YOUR GOAL: Reproduce the items below, substituting "point" for each occurrence of "marker" and leaving all other text as it stands.

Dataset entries
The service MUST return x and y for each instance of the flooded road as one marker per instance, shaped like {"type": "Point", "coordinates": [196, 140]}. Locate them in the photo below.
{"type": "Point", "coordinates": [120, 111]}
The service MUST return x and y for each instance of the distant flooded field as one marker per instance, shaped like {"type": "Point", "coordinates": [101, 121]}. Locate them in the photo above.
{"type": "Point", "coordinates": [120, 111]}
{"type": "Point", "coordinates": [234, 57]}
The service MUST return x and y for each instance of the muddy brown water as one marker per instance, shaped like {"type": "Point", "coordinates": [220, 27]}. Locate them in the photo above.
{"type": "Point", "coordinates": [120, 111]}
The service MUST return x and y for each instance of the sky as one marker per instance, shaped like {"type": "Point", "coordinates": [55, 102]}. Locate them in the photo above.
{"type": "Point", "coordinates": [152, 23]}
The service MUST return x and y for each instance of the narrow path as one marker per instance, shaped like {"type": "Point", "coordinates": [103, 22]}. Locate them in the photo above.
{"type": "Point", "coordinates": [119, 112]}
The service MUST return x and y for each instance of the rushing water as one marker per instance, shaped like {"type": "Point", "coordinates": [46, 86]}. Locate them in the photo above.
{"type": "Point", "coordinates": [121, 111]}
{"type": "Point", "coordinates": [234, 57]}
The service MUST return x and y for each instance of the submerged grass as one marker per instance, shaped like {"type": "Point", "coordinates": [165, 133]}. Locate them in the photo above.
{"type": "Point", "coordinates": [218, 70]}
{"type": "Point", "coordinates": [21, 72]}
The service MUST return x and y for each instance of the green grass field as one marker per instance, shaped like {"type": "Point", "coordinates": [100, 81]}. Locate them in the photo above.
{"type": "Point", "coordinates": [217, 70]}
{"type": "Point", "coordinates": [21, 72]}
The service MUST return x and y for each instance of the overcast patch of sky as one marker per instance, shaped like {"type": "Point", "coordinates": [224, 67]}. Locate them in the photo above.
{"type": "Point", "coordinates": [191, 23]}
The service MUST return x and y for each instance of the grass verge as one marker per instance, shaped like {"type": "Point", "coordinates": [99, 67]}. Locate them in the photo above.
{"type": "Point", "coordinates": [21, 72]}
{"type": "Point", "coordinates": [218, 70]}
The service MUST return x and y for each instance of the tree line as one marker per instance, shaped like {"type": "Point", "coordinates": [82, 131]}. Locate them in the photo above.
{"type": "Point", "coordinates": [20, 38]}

FINAL ANSWER:
The service MUST return x and y for each instance of the flooded road as one point per instance, shaped like {"type": "Point", "coordinates": [196, 140]}. Locate them in the photo below.
{"type": "Point", "coordinates": [120, 111]}
The service MUST return x and y for each instance of the distant flooded field as one point per instance, shaped like {"type": "Point", "coordinates": [101, 121]}. Locate them in the photo above.
{"type": "Point", "coordinates": [120, 111]}
{"type": "Point", "coordinates": [234, 57]}
The service MUST return x and y for each instance of the muddy brown water as one point per instance, shaped like {"type": "Point", "coordinates": [220, 27]}. Locate them in the photo above.
{"type": "Point", "coordinates": [120, 111]}
The service MUST return x and y for each instance of the sky as one point per instance, shaped like {"type": "Point", "coordinates": [55, 102]}. Locate them in the photo above.
{"type": "Point", "coordinates": [152, 23]}
The service MUST return x and y for each instance of the narrow path as one point per instance, shaped like {"type": "Point", "coordinates": [103, 22]}. Locate them in the photo above.
{"type": "Point", "coordinates": [119, 112]}
The service MUST return x and y for each instance of the rushing water as one point per instance, shaped like {"type": "Point", "coordinates": [46, 86]}. Locate them in the photo above.
{"type": "Point", "coordinates": [121, 111]}
{"type": "Point", "coordinates": [234, 57]}
The service MUST return x and y for each instance of the submerged grass as one point per instance, shaped like {"type": "Point", "coordinates": [165, 133]}. Locate them in the photo above.
{"type": "Point", "coordinates": [218, 70]}
{"type": "Point", "coordinates": [21, 72]}
The service MUST return x and y for each instance of the green grass field as one point per instance, shaped like {"type": "Point", "coordinates": [100, 81]}. Locate them in the photo above.
{"type": "Point", "coordinates": [217, 70]}
{"type": "Point", "coordinates": [21, 72]}
The service MUST return x and y for each instance of the overcast patch of sky as one point per instance, shaped like {"type": "Point", "coordinates": [224, 67]}. Locate them in the photo above.
{"type": "Point", "coordinates": [191, 23]}
The service MUST return x and y for each instance of the grass verge as one point per instance, shaped like {"type": "Point", "coordinates": [99, 67]}. Locate them in the photo above.
{"type": "Point", "coordinates": [21, 72]}
{"type": "Point", "coordinates": [218, 70]}
The service MUST return x and y for each instance of the tree line as one point per instance, shaped like {"type": "Point", "coordinates": [82, 131]}. Locate them in the photo above.
{"type": "Point", "coordinates": [20, 38]}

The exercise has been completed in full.